Krafttraining im Alter spielt eine entscheidende Rolle für die Mobilität und Lebensqualität älterer Menschen. Ob beim Treppensteigen, Einkäufe tragen oder Aufstehen aus dem Bett – Muskelkraft ist im Alltag unerlässlich. Doch ab dem 50. Lebensjahr verlieren Menschen durchschnittlich ein bis zwei Prozent ihrer Muskelmasse pro Jahr, was zu einem deutlichen Kraftverlust führt. Wie eine aktuelle Langzeitstudie zeigt, reicht leichtes Training nicht aus, um diesen Abbau zu verhindern.
Krafttraining als Schlüssel zur Mobilität
Um dem Verlust von Muskelmasse entgegenzuwirken, wird älteren Personen oft zu Krafttraining geraten. Eine laufende Studie der Universität Kopenhagen unter der Leitung des Neurowissenschaftlers Carl-Johan Boraxbekk, veröffentlicht im Fachjournal „BMJ Open Sport & Exercise Medicine“, untersucht die langfristigen Effekte verschiedener Trainingsmethoden bei Menschen über 65 Jahren. Die Ergebnisse der Studie „Live Active Successful Ageing“ (LISA) liefern neue Erkenntnisse darüber, welche Art von Training wirklich effektiv ist.
Die Studie im Detail
In der LISA-Studie wurden über 450 körperlich aktive Senioren kurz nach ihrem Arbeitsleben rekrutiert. Diese Teilnehmer, die keine Erfahrung mit Krafttraining hatten, wurden in drei Gruppen aufgeteilt:
- Schweres Gewichtstraining: Dreimal wöchentlich unter professioneller Anleitung.
- Mittelstarkes Zirkeltraining: Dreimal wöchentlich mit eigenem Körpergewicht und Therabändern.
- Gewohnte Fitnessroutine: Keine spezifische Trainingsvorgabe.
Nach einem Gesundheitsscreening, das Knochendichte, Beinmuskelstärke und Körperfettanteil maß, startete die einjährige Trainingsphase.

▶ _Aufgabe_: Schreiben Sie aus dem Text über Krafttraining im Alter die Stelle von „- Gewohnte Fitnessroutine: Keine“ bis einschließlich „die einjährige Trainingsphase.“ wortgetreu ab.

▶ _Quelldaten_:
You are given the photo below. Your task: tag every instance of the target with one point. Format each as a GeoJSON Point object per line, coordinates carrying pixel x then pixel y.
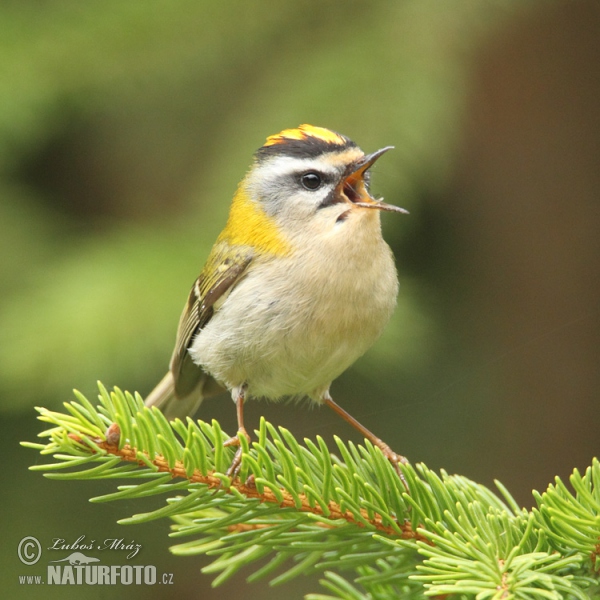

▶ _Antwort_:
- Gewohnte Fitnessroutine: Keine spezifische Trainingsvorgabe.
Nach einem Gesundheitsscreening, das Knochendichte, Beinmuskelstärke und Körperfettanteil maß, startete die einjährige Trainingsphase.